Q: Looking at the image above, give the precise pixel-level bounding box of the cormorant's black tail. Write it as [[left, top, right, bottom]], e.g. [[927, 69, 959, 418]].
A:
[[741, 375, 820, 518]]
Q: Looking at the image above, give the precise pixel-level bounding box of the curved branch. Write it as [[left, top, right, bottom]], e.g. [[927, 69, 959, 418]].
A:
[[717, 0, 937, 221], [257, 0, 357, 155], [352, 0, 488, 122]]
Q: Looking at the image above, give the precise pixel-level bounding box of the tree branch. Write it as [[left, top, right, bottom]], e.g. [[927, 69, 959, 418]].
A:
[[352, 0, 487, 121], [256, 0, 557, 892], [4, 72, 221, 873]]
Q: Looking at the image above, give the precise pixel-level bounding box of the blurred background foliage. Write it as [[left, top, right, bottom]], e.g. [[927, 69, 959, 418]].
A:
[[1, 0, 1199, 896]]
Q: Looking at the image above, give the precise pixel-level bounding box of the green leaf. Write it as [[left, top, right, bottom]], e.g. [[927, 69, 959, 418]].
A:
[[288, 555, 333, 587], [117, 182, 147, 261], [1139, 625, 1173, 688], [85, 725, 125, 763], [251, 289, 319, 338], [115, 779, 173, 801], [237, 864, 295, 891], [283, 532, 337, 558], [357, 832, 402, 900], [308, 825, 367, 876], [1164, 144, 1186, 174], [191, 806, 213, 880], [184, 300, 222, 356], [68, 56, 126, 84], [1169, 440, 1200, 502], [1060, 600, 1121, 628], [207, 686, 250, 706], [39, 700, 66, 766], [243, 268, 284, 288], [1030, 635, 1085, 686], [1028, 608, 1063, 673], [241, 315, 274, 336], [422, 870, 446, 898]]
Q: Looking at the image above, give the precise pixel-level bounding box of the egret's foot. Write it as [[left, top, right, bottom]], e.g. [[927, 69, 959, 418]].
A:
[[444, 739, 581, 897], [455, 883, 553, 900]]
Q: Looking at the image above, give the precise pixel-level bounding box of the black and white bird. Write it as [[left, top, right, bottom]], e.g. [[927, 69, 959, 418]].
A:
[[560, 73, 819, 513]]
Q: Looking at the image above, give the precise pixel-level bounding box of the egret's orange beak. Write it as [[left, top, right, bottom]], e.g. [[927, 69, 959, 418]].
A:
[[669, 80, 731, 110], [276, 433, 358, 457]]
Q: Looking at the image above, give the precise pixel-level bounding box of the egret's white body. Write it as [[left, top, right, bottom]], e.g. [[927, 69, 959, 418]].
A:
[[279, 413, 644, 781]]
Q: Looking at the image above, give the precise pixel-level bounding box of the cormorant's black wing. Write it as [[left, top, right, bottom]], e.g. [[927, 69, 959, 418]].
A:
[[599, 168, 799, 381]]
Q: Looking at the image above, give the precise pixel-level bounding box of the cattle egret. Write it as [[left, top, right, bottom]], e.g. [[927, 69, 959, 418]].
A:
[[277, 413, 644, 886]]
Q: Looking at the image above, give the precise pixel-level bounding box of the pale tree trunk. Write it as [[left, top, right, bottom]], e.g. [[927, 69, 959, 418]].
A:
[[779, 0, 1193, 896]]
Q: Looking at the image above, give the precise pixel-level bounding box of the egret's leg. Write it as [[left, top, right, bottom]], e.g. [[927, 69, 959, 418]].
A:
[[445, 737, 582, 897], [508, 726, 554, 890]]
━━━━━━
## TASK STATEMENT
The entire listing needs to be output again, exactly, please.

## ANSWER TO THIS EXERCISE
Q: Looking at the image above, give the precise pixel-level bounding box of the cormorant's black tail. Write it as [[left, top, right, bottom]], e.g. [[927, 69, 959, 418]].
A:
[[741, 375, 820, 518]]
Q: Looking at the image above, give the precise pixel-level bounding box of the curved branch. Write it as [[left, top, right, bottom]], e.g. [[927, 69, 959, 418]].
A:
[[717, 0, 937, 221], [257, 0, 357, 155], [352, 0, 488, 122]]
Q: Looking at the image above, give the precise pixel-level bounding box of the tree branch. Write it as [[left, top, right, bottom]], e.g. [[927, 69, 959, 418]].
A:
[[352, 0, 487, 121], [256, 0, 557, 892], [4, 72, 221, 873]]
Q: Looking at the image above, give the precise pixel-level bounding box of the blurred background foliage. Write it as [[left, top, right, bottom]], e.g. [[927, 69, 959, 418]].
A:
[[1, 0, 1199, 896]]
Q: Looking at the image above, give the precise pixel-level bounding box of the green leaf. Write it as [[left, top, right, bottom]], e.g. [[927, 69, 959, 418]].
A:
[[288, 555, 333, 587], [117, 182, 147, 261], [1139, 625, 1173, 688], [85, 725, 125, 763], [251, 289, 319, 338], [115, 779, 173, 801], [237, 864, 295, 891], [283, 532, 337, 558], [357, 832, 402, 900], [308, 825, 367, 876], [1164, 144, 1186, 174], [191, 806, 213, 880], [184, 300, 222, 356], [68, 56, 126, 84], [1169, 440, 1200, 502], [1060, 600, 1121, 628], [207, 686, 250, 706], [39, 700, 66, 766], [243, 268, 284, 288], [1030, 635, 1085, 686], [1028, 608, 1063, 673], [241, 315, 274, 336], [422, 870, 446, 898]]
Q: Looking at the image above, give the precise pixel-level bounding box of the egret's foot. Write it as [[left, top, right, bottom]], e.g. [[927, 69, 959, 418]].
A:
[[444, 739, 581, 897], [455, 883, 553, 900]]
Q: Looking at the image above, give the precise pixel-level bounding box of the black and white bird. Write it as [[left, top, right, bottom]], e.g. [[927, 69, 959, 418]].
A:
[[560, 73, 819, 513]]
Q: Looking at the image above, give the precise pixel-level bounding box of the egret's orange beak. Write it as [[left, top, right, bottom]], e.g. [[927, 69, 959, 418]].
A:
[[669, 80, 731, 110], [276, 433, 358, 457]]
Q: Looking at the image above, give the precise pixel-level bounding box of the egret's white body. Write it as [[left, top, right, bottom]], e.g. [[927, 69, 959, 418]].
A:
[[279, 413, 644, 781]]
Q: Looking at the image above, give the precise pixel-level bounding box of the cormorant's black wing. Write it as [[left, top, right, bottom]], e.g. [[927, 69, 959, 418]].
A:
[[599, 168, 799, 381]]
Q: Looking at the image above, give the precise pixel-level bounding box of the cattle egret. Write it as [[left, top, right, bottom]], e.g. [[927, 69, 959, 418]].
A:
[[277, 413, 644, 886]]
Q: Looking at the image above, give the precise pixel-level bounding box of the pale tree trunk. Write it as [[left, top, right, bottom]], e.g. [[927, 69, 959, 418]].
A:
[[779, 0, 1193, 896]]
Q: Looking at the image above, give the precise pixel-level bounding box of the egret's leg. Write it as [[left, top, right, bottom]], e.g. [[927, 69, 959, 418]].
A:
[[445, 737, 582, 897], [508, 726, 554, 890]]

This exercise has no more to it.